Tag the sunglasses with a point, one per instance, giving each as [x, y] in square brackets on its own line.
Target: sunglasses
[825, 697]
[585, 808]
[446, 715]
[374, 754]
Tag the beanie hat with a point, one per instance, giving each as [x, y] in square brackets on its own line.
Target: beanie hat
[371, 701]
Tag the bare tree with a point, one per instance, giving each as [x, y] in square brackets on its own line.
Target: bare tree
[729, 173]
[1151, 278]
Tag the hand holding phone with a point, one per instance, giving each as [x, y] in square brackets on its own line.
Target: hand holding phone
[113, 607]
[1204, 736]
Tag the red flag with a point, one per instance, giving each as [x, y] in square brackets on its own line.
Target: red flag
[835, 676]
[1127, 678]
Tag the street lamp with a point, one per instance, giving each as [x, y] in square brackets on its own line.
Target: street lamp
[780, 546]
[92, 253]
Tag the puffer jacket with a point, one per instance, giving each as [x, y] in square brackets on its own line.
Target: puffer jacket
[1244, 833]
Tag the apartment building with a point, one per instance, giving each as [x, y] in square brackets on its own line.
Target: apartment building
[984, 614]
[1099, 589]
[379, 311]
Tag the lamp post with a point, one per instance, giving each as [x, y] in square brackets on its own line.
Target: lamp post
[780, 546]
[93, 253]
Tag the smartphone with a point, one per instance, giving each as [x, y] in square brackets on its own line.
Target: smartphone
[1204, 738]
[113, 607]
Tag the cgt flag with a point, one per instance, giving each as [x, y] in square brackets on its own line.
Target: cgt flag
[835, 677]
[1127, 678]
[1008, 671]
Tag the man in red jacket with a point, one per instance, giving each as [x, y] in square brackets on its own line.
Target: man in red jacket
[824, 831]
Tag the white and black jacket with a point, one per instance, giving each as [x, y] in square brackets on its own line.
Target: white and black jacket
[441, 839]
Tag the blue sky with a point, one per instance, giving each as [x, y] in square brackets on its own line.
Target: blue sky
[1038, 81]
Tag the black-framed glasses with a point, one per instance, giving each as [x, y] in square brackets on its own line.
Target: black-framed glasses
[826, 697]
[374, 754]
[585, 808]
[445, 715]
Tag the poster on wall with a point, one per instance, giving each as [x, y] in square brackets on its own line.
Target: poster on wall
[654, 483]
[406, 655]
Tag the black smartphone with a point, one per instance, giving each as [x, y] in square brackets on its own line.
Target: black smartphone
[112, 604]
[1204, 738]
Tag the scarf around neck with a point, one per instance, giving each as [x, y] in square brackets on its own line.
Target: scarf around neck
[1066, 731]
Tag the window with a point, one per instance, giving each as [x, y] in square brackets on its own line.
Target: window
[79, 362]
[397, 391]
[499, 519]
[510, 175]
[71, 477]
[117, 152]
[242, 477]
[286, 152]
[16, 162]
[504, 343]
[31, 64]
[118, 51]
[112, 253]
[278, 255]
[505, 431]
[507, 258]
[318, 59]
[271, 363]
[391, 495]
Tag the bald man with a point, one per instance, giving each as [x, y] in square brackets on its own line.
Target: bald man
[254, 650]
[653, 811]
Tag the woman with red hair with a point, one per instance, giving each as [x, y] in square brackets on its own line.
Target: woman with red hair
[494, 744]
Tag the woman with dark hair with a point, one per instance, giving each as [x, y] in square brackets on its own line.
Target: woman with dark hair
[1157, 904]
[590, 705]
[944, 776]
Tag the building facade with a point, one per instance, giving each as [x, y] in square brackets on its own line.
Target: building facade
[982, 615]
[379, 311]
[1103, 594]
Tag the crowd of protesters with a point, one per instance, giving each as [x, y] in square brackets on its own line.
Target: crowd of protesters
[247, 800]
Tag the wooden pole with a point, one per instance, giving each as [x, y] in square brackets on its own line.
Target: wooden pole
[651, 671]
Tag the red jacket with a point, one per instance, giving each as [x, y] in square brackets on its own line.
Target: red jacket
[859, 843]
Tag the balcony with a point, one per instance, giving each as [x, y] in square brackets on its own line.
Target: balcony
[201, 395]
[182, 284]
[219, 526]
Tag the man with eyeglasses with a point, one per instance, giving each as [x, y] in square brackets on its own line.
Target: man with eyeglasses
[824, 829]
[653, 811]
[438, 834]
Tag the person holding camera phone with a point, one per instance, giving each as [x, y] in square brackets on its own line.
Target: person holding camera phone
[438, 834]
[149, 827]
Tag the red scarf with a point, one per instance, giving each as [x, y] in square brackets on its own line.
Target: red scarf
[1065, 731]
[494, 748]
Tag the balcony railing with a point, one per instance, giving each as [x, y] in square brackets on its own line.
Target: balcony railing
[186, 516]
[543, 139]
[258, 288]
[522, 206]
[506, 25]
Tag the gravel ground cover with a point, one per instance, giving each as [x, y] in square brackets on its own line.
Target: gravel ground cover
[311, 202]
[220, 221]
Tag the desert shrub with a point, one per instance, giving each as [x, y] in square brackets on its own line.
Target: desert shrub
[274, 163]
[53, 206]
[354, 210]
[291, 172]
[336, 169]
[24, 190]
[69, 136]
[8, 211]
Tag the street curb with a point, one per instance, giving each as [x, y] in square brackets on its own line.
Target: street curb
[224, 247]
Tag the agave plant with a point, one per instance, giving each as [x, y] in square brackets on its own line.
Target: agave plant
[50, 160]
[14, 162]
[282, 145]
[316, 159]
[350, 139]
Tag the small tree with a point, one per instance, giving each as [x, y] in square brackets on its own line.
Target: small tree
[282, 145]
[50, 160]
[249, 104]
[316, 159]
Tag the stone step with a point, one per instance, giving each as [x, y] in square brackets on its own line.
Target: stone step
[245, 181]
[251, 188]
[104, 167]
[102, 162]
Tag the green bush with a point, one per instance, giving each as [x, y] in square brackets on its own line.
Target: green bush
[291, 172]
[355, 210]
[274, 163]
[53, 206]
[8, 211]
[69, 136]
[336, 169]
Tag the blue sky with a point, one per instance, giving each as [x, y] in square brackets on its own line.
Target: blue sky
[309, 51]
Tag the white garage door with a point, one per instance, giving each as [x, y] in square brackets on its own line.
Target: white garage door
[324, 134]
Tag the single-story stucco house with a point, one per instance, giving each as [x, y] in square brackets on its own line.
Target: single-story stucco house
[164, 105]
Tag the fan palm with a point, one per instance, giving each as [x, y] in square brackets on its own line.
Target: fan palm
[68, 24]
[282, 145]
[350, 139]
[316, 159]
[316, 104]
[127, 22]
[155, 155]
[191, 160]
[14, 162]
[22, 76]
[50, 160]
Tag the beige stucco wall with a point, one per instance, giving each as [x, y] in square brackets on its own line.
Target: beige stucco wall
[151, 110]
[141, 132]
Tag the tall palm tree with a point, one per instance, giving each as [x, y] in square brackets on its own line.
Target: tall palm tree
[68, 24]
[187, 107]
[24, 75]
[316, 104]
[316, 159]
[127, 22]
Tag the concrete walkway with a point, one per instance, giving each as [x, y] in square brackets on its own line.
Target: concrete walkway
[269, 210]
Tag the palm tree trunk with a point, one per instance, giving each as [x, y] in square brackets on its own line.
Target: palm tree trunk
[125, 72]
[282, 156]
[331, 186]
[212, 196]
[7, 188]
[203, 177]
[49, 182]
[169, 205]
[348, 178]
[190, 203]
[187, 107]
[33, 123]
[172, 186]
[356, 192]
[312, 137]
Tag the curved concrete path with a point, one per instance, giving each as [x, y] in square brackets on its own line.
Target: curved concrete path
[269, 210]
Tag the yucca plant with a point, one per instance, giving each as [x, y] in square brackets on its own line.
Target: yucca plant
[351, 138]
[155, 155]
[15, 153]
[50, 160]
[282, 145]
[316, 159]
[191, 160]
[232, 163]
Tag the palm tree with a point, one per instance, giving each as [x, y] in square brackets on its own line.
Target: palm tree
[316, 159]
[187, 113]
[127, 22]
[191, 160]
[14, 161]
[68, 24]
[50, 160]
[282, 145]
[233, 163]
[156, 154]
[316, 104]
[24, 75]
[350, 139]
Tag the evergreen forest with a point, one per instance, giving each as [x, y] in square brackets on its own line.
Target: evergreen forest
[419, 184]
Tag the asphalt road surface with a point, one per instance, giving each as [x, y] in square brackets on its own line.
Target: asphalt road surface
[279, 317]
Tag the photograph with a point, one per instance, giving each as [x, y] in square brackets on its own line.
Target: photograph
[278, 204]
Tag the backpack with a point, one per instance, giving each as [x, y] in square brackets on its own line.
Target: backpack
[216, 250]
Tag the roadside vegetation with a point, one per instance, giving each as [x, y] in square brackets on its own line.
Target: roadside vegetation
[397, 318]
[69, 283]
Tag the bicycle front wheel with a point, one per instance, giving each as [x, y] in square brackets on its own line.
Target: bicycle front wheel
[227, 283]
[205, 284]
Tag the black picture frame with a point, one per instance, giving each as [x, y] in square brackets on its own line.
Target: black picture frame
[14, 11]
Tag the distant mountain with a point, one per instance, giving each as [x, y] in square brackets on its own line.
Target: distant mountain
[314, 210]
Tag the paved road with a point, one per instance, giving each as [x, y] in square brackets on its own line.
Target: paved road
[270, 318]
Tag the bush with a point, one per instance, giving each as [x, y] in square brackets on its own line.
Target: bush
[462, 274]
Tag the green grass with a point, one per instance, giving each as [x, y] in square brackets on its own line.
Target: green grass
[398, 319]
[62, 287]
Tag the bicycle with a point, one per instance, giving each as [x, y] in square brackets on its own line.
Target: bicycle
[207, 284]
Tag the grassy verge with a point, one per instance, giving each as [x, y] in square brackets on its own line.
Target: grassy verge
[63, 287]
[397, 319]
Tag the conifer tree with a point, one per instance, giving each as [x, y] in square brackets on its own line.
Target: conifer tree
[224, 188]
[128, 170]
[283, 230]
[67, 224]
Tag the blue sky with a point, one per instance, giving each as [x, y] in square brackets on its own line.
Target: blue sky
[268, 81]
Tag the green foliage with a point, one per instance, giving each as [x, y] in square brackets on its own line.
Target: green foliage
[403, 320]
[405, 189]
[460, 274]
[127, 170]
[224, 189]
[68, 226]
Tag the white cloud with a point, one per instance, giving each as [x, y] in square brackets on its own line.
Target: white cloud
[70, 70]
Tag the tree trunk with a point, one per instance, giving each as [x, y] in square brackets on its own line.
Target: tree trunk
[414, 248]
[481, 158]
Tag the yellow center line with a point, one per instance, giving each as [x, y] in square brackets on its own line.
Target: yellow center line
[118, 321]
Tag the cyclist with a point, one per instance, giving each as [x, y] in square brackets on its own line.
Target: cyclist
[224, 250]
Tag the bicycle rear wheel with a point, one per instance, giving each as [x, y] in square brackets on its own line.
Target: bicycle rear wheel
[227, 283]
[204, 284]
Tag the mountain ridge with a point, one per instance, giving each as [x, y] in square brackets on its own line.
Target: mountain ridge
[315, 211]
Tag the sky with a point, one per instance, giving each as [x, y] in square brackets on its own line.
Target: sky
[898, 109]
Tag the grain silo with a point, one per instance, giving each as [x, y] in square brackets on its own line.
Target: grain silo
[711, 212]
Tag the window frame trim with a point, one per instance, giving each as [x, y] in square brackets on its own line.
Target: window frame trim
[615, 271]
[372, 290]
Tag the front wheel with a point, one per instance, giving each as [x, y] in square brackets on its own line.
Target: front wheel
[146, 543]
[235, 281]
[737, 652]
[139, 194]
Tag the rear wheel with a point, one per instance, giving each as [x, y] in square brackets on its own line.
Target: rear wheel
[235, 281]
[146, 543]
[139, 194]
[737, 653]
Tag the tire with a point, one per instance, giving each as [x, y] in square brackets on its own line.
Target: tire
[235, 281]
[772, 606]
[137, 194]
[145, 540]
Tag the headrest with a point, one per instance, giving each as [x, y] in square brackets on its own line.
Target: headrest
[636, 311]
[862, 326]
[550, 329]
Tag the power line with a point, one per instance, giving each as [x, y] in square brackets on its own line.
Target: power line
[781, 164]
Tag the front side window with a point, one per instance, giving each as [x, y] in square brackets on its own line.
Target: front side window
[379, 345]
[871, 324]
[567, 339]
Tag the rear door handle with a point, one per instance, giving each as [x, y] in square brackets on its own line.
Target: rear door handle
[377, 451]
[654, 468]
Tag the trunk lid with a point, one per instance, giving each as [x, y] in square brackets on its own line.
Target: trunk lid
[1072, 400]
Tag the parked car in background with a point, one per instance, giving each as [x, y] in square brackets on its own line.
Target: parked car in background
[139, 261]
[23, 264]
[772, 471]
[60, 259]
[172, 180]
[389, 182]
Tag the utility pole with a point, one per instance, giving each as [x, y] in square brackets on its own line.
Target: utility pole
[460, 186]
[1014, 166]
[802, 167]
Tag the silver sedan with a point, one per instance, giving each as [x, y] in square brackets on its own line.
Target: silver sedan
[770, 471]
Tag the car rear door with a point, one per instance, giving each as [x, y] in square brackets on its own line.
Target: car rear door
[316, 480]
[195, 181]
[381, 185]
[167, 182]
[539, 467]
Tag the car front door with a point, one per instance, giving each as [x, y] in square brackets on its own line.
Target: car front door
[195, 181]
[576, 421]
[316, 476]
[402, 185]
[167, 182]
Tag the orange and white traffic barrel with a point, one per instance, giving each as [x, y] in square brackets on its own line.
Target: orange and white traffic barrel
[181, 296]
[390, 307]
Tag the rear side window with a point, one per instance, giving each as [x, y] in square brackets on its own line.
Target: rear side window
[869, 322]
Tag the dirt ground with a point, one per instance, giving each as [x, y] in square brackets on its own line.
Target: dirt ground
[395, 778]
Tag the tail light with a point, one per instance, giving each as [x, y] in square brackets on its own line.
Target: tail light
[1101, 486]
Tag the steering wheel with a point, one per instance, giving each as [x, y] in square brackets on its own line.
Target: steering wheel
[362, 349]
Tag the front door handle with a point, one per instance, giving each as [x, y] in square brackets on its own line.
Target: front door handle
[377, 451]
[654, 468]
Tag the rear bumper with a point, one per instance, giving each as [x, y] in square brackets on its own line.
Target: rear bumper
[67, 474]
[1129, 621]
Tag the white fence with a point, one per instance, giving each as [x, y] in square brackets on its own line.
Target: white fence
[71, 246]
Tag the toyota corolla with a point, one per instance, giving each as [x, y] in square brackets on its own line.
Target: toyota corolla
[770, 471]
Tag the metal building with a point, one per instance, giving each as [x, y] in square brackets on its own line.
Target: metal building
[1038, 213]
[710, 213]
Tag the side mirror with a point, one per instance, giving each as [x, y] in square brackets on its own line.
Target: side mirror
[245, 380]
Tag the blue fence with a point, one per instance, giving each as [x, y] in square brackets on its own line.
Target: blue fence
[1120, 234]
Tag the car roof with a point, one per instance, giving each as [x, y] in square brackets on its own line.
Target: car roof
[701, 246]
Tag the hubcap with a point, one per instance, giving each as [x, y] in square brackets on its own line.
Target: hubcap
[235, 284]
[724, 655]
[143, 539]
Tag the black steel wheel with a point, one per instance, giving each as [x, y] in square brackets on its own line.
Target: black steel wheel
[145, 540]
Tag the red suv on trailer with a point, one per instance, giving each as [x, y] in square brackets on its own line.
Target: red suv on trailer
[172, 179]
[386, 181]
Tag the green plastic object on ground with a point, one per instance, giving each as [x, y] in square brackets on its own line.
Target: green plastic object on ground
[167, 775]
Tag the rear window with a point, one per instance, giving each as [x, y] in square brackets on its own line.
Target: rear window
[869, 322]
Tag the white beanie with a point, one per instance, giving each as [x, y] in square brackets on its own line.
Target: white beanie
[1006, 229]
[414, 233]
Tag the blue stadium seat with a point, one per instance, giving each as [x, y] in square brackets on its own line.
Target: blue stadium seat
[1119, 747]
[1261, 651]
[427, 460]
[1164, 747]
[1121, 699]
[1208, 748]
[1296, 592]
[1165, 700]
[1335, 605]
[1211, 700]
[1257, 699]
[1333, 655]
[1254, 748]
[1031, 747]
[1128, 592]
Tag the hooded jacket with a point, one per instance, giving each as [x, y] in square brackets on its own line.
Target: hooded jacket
+++++
• **Task requirements**
Present the lines of the records between the line holding "Tag the tail" and the line holding "[1129, 621]", inclusive, as a numbered list, omitting any blank lines.

• **Response to this task**
1. Tag the tail light with a point, one per instance, giving each as [x, y] in square brackets on its own line.
2. Target: tail light
3. [1101, 486]
4. Tag the steering wheel with a point, one per instance, giving each as [x, y] in square brackets on its own line.
5. Target: steering wheel
6. [362, 349]
7. Tag the front door handle with a point, one per instance, giving each as [x, y] in square brackets on its own line.
8. Target: front door handle
9. [377, 451]
10. [654, 468]
11. Tag the rear bumper with a point, one per instance, giving each as [x, y] in square brackets on its own line.
12. Target: rear bumper
13. [67, 474]
14. [1129, 621]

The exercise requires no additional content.